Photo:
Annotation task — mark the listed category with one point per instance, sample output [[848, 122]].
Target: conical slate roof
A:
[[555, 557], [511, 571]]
--------------------------------------------------
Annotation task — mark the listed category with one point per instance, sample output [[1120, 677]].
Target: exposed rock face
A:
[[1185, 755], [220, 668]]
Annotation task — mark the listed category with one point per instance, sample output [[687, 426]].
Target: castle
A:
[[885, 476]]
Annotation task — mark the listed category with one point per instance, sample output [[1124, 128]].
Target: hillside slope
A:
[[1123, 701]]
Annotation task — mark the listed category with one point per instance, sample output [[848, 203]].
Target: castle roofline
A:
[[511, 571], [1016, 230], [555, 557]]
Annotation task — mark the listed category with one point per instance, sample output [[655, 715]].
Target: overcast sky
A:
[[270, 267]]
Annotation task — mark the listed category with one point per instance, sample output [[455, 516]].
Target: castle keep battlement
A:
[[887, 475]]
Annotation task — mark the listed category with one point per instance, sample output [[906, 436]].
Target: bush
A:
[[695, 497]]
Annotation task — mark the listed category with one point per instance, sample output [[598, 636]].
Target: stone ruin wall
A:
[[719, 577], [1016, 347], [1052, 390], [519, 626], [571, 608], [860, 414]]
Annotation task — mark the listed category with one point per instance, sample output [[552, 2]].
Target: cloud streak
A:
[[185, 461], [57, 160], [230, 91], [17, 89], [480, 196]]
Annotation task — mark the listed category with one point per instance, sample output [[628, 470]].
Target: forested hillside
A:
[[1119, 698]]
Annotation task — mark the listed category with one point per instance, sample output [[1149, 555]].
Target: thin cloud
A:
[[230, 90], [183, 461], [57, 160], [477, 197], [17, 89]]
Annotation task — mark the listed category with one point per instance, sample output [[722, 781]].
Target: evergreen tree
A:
--------------------------------------------------
TASK DIRECTIONS:
Identify how many lines in the entries above include the string "cloud", then state that number alone.

SOLUTION TO THIS TASK:
2